• **Task item**
Print only the lines that begin at the line containing "boxes needed: sunlit water" and end at the last line of the material, both included, without any change.

• **Material supplied**
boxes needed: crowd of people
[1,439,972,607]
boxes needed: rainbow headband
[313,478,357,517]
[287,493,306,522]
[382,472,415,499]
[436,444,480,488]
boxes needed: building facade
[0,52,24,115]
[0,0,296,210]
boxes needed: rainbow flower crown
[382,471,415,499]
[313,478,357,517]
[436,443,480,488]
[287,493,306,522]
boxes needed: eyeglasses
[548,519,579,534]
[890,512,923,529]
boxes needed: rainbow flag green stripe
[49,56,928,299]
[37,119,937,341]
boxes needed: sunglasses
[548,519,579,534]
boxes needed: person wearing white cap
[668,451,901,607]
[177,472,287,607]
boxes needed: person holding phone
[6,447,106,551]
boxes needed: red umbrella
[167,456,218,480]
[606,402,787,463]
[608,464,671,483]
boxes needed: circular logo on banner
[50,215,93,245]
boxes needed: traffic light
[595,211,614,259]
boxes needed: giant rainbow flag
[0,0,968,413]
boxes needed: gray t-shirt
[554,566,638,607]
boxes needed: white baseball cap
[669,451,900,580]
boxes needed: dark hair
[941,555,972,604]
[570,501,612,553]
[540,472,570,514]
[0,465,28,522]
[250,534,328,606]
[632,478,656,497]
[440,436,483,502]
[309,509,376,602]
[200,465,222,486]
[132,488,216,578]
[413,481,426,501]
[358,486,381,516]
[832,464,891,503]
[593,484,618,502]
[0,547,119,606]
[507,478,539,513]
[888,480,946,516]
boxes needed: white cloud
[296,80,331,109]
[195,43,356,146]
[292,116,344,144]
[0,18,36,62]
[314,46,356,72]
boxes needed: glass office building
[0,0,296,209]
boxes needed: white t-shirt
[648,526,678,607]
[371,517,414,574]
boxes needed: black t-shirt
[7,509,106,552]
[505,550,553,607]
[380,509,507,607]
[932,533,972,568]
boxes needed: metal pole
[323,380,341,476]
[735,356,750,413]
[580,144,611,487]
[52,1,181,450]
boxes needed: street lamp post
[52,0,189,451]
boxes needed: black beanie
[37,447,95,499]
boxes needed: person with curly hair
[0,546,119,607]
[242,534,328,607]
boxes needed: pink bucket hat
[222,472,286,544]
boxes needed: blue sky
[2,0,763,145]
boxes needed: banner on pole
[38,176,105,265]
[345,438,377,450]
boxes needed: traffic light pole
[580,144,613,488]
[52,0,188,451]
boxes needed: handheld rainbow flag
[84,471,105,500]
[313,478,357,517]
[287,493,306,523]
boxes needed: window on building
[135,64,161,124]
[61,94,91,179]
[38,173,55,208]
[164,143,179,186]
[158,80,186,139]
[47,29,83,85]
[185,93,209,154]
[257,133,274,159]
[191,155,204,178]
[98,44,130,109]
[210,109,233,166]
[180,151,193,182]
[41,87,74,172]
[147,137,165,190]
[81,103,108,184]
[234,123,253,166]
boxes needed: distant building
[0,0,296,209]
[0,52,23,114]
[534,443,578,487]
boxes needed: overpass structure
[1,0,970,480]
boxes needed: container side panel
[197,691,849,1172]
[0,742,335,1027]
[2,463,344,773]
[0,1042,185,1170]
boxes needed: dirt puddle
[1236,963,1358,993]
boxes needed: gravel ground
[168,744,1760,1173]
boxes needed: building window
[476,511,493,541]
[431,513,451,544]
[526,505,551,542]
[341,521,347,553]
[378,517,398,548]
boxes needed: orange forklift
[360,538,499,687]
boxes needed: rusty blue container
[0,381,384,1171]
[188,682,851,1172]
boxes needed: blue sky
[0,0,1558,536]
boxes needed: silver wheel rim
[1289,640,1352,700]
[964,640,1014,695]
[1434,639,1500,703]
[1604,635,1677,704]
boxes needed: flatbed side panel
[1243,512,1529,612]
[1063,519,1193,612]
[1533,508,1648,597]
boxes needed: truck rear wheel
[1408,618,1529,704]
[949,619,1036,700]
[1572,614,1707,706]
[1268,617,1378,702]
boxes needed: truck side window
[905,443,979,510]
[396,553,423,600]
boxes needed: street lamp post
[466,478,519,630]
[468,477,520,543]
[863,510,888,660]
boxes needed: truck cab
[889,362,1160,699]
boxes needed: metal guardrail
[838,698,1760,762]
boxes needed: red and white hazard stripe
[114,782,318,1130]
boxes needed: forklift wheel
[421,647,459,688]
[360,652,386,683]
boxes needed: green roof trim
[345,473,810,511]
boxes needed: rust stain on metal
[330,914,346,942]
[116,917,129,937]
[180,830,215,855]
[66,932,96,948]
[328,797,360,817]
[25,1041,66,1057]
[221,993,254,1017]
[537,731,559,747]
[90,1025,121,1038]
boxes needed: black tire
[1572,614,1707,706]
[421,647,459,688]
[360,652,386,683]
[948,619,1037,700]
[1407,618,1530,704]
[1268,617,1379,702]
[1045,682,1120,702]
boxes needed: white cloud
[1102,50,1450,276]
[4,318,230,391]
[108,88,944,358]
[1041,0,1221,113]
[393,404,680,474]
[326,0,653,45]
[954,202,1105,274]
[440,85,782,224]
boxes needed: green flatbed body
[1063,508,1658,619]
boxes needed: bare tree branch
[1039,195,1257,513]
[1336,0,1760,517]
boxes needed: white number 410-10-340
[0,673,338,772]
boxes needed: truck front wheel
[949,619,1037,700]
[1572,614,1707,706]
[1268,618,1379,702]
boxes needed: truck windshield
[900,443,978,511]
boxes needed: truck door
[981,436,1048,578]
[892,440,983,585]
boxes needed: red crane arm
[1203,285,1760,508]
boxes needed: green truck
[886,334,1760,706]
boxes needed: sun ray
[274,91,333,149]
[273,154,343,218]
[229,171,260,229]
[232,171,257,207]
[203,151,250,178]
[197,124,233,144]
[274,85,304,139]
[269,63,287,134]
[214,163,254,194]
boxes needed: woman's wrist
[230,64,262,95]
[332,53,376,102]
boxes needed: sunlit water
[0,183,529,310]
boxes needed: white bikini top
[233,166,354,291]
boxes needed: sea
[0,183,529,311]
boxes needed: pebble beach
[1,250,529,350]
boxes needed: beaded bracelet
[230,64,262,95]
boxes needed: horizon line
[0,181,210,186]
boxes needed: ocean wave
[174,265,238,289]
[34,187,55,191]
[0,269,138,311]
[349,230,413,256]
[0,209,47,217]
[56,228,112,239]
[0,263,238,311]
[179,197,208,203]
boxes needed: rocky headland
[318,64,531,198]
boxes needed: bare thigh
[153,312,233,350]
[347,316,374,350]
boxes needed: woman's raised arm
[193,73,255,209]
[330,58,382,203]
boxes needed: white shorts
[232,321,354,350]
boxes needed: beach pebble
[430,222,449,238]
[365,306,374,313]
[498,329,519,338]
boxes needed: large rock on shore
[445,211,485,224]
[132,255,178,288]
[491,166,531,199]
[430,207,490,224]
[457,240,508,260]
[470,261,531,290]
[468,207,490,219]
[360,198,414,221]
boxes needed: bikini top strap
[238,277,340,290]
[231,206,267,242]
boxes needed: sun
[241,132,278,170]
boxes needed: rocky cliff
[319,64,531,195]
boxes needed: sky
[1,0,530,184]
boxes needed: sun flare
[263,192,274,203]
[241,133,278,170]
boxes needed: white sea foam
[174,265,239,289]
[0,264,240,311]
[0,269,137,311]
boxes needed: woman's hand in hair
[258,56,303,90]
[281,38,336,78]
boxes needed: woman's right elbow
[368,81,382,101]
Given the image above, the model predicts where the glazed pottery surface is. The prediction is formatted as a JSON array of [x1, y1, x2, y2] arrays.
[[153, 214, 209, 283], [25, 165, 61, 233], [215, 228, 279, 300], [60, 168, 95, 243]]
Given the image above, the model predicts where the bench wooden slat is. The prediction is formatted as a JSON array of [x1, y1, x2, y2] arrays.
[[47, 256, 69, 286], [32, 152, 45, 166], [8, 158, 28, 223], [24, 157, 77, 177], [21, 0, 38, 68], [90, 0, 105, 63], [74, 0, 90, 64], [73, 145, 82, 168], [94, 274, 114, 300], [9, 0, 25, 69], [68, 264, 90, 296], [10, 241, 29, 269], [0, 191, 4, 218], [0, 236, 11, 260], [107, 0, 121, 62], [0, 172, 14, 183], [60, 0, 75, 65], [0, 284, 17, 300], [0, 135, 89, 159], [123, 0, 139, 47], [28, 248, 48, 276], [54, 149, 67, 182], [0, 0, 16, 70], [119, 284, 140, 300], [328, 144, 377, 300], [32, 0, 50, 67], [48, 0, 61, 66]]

• **Answer box**
boxes needed: sunlit water
[0,183,529,310]
boxes needed: white bikini top
[233,166,354,291]
boxes needed: sea
[0,183,529,311]
boxes needed: pebble beach
[1,250,529,350]
boxes needed: beaded bracelet
[230,64,262,95]
boxes needed: horizon line
[0,181,210,186]
boxes needed: ocean wave
[174,265,238,289]
[34,187,55,191]
[0,269,138,311]
[349,230,413,256]
[0,209,47,217]
[56,228,112,239]
[0,263,238,311]
[179,197,208,203]
boxes needed: rocky headland
[318,64,531,198]
boxes needed: bare thigh
[153,312,233,350]
[347,316,374,350]
boxes needed: woman's raised arm
[193,73,255,209]
[330,58,382,203]
boxes needed: white shorts
[232,321,354,350]
boxes needed: beach pebble
[430,222,449,238]
[365,306,374,313]
[498,329,519,338]
boxes needed: large rock on shore
[445,211,485,224]
[132,255,178,288]
[491,166,531,199]
[430,207,490,224]
[457,240,508,260]
[470,261,531,290]
[468,207,490,219]
[360,198,414,221]
boxes needed: bikini top strap
[238,277,340,290]
[231,206,267,242]
boxes needed: sun
[241,132,278,170]
boxes needed: rocky cliff
[319,64,531,195]
boxes needed: sky
[1,0,530,184]
boxes needed: sun flare
[263,192,274,203]
[241,133,278,170]
boxes needed: white sea foam
[174,265,239,289]
[0,264,240,311]
[0,269,137,311]
boxes needed: woman's hand in hair
[258,56,303,90]
[281,38,336,78]
boxes needed: woman's right elbow
[368,81,382,101]
Given the image above, the model predicts where the glazed pottery surface is. The prediction is formatted as a JSON array of [x1, y1, x2, y2] arrays.
[[153, 214, 209, 283], [25, 165, 61, 233], [215, 228, 279, 300], [60, 168, 95, 243]]
Given the image above, the model predicts where the bench wooden slat is. The prediction is formatted as a JSON array of [x1, y1, x2, y2] arrays.
[[47, 256, 69, 286], [32, 152, 45, 166], [8, 158, 28, 223], [24, 157, 77, 177], [21, 0, 38, 68], [90, 0, 105, 63], [74, 0, 90, 64], [73, 145, 82, 168], [94, 274, 114, 300], [9, 0, 25, 69], [68, 264, 90, 296], [10, 241, 29, 269], [0, 191, 4, 218], [0, 236, 11, 260], [107, 0, 121, 62], [0, 172, 14, 183], [60, 0, 75, 65], [0, 284, 17, 300], [0, 135, 89, 159], [123, 0, 139, 47], [28, 248, 48, 276], [54, 149, 67, 182], [0, 0, 16, 70], [119, 284, 140, 300], [328, 144, 377, 300], [32, 0, 50, 67], [48, 0, 61, 66]]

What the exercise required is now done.